## Passage
** start **
Concurrency, Parallelism and D

If you’ve followed advances in computer architecture over the past half-decade, you’ve probably noticed that more and more cores are showing up on CPUs.  The transistor budgets of CPUs are still increasing exponentially as Moore’s Law predicts, but CPU designers are finding it increasingly difficult to translate the increased transistor budgets into increased single thread performance.  Why the sudden change in paradigm?  Under the hood, modern CPUs execute code in parallel.  Examine the following source code:

i++;
j++;

This probably compiles down to two assembly instructions on the x86 architecture, assuming i and j live in EAX and EDX respectively:

inc EAX;
inc EDX;

Neither instruction depends on the result of the other.  They can be executed in parallel, and this is exactly what the hardware does.  This is called instruction level parallelism, or ILP.  The problem with ILP is that it doesn’t scale past a certain point.  There’s only so much parallelism available at such a low level.  Even where ILP exists, the CPU needs to prove on the fly that the relevant instructions can be executed in parallel, and work around issues like branching and register sharing to make parallel execution happen.  (For an excellent article that discusses these issues in a more detailed but still accessible way see Modern Microprocessors: A 90-Minute Guide.)  What’s a CPU designer to do when he/she can’t find anymore ways to translate an increased transistor budget into proportionally increased performance?  Punt that task to the programmer, of course.  The responsibility for exploiting parallelism in your code has shifted from the hardware and by extension the hardware designer to you, the programmer.
** end **
## Problems
1) Could you lay out the records, from their first line through the line containing "Give the mask of every instance of the **dirt", as a JSON list of strings with one string per line and blank lines left out?
2) Can you carry on the passage about concurrency and parallelism in CPUs, starting right after its last sentence?

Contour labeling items
** start **
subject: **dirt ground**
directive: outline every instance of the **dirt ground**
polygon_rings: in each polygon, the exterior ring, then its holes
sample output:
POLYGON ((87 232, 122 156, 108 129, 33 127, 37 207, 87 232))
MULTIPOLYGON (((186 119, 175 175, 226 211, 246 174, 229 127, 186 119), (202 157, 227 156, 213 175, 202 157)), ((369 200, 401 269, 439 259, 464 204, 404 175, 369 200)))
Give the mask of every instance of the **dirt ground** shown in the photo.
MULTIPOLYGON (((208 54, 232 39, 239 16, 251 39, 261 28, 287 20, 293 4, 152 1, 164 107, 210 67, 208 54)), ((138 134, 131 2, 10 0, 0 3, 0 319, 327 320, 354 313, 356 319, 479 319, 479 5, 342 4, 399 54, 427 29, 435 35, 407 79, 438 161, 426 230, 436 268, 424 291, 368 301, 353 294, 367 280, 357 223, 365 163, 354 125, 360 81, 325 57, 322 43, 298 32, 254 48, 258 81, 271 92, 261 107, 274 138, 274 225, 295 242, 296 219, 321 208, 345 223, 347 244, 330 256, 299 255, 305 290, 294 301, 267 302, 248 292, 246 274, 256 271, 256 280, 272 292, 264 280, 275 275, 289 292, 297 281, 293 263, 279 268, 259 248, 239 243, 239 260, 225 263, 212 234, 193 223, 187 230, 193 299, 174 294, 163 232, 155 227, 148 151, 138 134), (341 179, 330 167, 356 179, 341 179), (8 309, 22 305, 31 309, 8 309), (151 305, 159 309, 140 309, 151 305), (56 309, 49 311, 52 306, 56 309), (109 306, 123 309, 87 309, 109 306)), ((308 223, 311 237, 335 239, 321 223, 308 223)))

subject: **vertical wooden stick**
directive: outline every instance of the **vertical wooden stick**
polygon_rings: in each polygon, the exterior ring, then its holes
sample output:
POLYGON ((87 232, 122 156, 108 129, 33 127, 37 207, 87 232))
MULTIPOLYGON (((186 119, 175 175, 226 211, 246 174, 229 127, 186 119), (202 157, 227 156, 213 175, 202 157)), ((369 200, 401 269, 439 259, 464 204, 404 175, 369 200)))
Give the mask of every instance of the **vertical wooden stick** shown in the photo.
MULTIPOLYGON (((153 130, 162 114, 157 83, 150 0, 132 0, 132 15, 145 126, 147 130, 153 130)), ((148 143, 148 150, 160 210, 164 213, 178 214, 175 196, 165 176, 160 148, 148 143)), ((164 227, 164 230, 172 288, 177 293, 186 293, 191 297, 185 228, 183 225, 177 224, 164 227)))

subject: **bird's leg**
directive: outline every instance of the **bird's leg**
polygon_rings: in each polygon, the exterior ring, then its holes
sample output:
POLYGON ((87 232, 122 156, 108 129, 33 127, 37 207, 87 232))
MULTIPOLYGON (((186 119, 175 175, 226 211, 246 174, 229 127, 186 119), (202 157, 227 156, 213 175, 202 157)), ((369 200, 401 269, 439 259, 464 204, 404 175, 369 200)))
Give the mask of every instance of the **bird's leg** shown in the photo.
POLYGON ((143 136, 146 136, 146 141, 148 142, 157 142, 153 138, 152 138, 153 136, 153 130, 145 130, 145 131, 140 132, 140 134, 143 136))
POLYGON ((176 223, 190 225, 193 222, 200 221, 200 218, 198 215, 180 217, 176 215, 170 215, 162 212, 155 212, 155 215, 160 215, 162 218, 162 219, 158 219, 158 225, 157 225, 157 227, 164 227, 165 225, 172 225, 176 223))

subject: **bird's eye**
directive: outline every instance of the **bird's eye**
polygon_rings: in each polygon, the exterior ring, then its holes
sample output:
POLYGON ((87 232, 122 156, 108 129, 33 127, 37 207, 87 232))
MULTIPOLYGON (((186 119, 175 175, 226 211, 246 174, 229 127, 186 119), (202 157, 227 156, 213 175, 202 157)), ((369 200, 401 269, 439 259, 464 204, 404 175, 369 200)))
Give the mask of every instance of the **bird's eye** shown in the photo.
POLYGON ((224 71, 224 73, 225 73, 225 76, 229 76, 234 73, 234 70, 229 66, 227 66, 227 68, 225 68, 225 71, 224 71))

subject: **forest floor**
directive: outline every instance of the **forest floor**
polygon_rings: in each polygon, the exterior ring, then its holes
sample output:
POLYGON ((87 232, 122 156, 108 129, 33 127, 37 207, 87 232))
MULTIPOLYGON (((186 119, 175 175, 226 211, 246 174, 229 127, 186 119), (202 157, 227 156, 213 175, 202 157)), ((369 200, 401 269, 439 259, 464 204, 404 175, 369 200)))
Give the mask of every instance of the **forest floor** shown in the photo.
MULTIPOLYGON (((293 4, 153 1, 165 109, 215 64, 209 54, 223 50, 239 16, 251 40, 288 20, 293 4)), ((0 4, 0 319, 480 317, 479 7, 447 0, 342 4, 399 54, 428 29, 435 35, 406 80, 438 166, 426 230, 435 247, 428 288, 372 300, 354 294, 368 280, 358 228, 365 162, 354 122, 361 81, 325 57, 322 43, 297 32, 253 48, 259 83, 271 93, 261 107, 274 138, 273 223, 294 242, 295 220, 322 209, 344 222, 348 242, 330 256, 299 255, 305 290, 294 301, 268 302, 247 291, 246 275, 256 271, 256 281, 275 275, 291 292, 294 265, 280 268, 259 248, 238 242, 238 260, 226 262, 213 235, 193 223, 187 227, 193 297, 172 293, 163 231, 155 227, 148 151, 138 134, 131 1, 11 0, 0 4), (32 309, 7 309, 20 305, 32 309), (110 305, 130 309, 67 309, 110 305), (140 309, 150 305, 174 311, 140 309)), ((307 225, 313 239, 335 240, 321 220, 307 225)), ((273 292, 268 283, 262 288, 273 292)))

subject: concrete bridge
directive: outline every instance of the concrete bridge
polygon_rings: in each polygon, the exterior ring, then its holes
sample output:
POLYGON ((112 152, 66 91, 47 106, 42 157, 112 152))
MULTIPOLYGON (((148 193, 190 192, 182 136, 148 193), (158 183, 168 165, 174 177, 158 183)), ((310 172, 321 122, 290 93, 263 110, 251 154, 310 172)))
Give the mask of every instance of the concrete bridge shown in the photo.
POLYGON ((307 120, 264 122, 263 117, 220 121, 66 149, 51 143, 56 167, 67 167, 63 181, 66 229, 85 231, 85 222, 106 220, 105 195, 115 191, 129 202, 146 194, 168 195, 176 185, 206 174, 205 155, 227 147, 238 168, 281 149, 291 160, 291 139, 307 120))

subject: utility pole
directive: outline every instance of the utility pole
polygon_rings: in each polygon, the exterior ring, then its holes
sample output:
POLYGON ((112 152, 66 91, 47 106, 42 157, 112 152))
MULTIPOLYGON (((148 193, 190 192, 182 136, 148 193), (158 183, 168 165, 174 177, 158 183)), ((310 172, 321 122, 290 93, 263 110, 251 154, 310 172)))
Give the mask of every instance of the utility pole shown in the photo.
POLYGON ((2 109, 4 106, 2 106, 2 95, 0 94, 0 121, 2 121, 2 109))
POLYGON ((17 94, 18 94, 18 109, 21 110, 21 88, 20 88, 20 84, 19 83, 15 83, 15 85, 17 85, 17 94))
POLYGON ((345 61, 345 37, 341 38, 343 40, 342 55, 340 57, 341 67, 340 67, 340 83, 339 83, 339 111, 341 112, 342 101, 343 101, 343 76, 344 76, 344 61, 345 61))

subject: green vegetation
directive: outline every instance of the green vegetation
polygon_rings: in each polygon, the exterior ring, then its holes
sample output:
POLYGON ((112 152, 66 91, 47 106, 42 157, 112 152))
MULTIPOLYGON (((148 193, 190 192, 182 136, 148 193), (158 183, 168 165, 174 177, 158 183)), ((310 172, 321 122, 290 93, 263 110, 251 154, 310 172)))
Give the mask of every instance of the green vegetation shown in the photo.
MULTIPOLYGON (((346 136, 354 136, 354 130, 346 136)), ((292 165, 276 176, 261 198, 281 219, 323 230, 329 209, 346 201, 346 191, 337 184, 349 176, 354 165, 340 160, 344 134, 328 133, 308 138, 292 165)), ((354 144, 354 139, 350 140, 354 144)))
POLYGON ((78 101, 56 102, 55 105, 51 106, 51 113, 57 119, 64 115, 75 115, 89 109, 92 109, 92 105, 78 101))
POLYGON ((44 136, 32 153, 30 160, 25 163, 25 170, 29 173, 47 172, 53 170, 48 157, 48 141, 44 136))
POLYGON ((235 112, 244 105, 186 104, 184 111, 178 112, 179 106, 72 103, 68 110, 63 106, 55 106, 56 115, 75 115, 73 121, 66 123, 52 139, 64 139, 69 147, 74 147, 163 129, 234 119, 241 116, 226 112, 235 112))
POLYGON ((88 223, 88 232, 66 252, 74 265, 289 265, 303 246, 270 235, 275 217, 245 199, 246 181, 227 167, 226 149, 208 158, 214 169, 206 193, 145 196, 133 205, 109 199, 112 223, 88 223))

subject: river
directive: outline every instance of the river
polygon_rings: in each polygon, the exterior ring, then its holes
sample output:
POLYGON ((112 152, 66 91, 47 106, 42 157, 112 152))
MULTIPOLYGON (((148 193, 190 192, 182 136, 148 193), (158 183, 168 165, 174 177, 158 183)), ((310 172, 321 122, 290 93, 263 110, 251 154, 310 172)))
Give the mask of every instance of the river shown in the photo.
** end **
## Final answers
1)
[
  "subject: **dirt ground**",
  "directive: outline every instance of the **dirt ground**",
  "polygon_rings: in each polygon, the exterior ring, then its holes",
  "sample output:",
  "POLYGON ((87 232, 122 156, 108 129, 33 127, 37 207, 87 232))",
  "MULTIPOLYGON (((186 119, 175 175, 226 211, 246 174, 229 127, 186 119), (202 157, 227 156, 213 175, 202 157)), ((369 200, 401 269, 439 259, 464 204, 404 175, 369 200)))",
  "Give the mask of every instance of the **dirt ground** shown in the photo."
]

2)
Notice that the word “concurrency” hasn’t been mentioned once yet, except in the title.  Wikipedia defines concurrency as “…a property of systems in which several computations are executing simultaneously, and potentially interacting with each other.”  At the lowest levels we definitely have concurrency.  Two increment operations are being executed simultaneously, yet somehow even assembly language programmers don’t need to have the slightest clue about deadlocks, race conditions or any of the other standard concurrency concepts, even if they want to write highly optimized code that benefits maximally from ILP.  Concurrency has been abstracted away as an implementation detail of parallelism.  In its place is the higher level language of parallelism, which speaks in terms of dependencies.  Two pieces of code that do not depend on each other’s results, including side effects, may be executed in parallel.  This excellent article discusses in more detail why concurrency and parallelism are not the same thing.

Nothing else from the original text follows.